The compiler automatically saves and restores all other registers used in the routine, plus, if the service routine issues a CALL or a JSB instruction, all scratch registers, including R0 and R1.

Note

Error handling routines, established when their addresses are stored in the frame at 0(FP), are not .EXCEPTION_ENTRY routines. Such error handlers should be declared as .CALL_ENTRY routines and end with RET instructions.

2.8 Using Packed Decimal Instructions

The packed decimal directive .PACKED and all packed decimal instructions, except EDITPC, are supported for the MACRO-32 compiler by emulation routines that exist outside the compiled module.

2.8.1 Differences Between the VAX and Alpha Implementations

The differences between the implementations on VAX and Alpha systems are noted in the following list:

  • Packed decimal instructions and atomicity
    Since all packed decimal instructions are emulated via subroutine calls, they are not atomic or restartable, and cannot be made atomic by the .PRESERVE ATOMICITY directive or /PRESERVE=ATOMICITY switch. Also, there is no guarantee that Alpha registers from R16 through R28 are preserved across the instruction.
  • Use of argument registers (R16 through R21)
    Arguments are passed to the emulation routines by means of the argument registers (R16 through R21); attempts to use these registers as arguments in a packed decimal instruction will not work correctly.
    The compiler converts references to the VAX argument pointer (AP) into references to the Alpha argument registers (see Section 2.3). For example, the compiler converts a parameter reference off the VAX AP, such as 4(AP), to Alpha R16.
    To prevent these problems with AP-based references when packed decimal or floating-point instructions are used, it is simplest to specify /HOME_ARGS=TRUE on the entry point of the routine that contains these references. This forces all AP-based references to be read from the procedure frame, rather than the argument registers, so that no changes need to be made to the instructions.
    If /HOME_ARGS=TRUE is not used, the source code that contains parameter references based on the AP register as operands to packed-decimal instructions (or floating-point instructions) should be changed. Copy any AP-based operand to a temporary register first, and use that temporary register in the packed-decimal or floating-point instruction. For example, change the following code:


    MOVP     R0,  @8(AP), @4(AP)
    

    to:


    MOVL    8(AP), R1
    MOVL    4(AP), R2
    MOVP    R0,(R1),(R2)
    
  • Overflow traps
    Bits 7 and 5 of the VAX Program Status Word (PSW) are the DV (decimal overflow trap enable) and IV (integer overflow trap enable) bits respectively. These bits are not emulated as part of the emulation of the VAX PSW, but the packed decimal support allows you to enable or disable integer and decimal overflow, although you must do so statically at compile time.
    To enable decimal overflow faults, define the symbol PD_DEC_OVF to be nonzero. If PD_DEC_OVF is not defined or is set to zero, the packed decimal emulation routines will not generate decimal overflow faults. To enable integer overflow faults, define the symbol PD_INT_OVF to be nonzero. If PD_INT_OVF is not defined or is set to zero, the packed decimal emulation routines will not generate integer overflow faults.

* _Provided material_

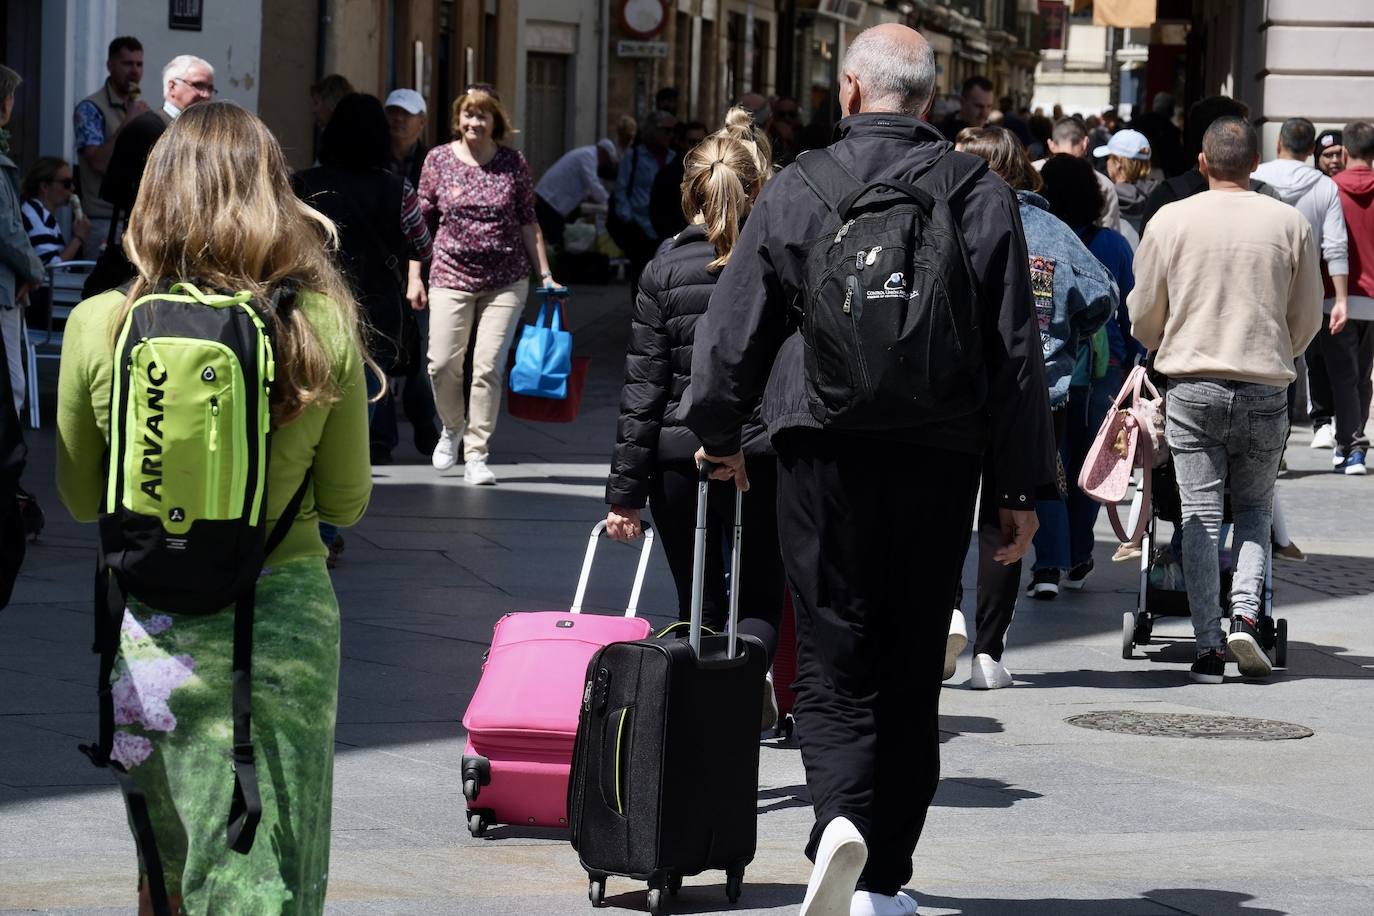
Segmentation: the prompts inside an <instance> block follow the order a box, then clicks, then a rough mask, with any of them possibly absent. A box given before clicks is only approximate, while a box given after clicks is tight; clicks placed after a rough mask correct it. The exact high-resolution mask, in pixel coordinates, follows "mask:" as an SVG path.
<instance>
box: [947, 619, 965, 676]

* _Exercise objective_
For each statement, answer yes or no on whether it agrees with the text on packed decimal instructions, and quote the words that decide it: 1. EDITPC is one of the packed decimal instructions supported through emulation routines. 2. The compiler turns a reference such as 4(AP) into Alpha R16. 3. Decimal and integer overflow can be turned on or off while the program is running. The material comes from a different source than the text.

* _Exercise solution_
1. No: "all packed decimal instructions, except EDITPC, are supported for the MACRO-32 compiler by emulation routines"
2. Yes: "the compiler converts a parameter reference off the VAX AP, such as 4(AP), to Alpha R16"
3. No: "although you must do so statically at compile time"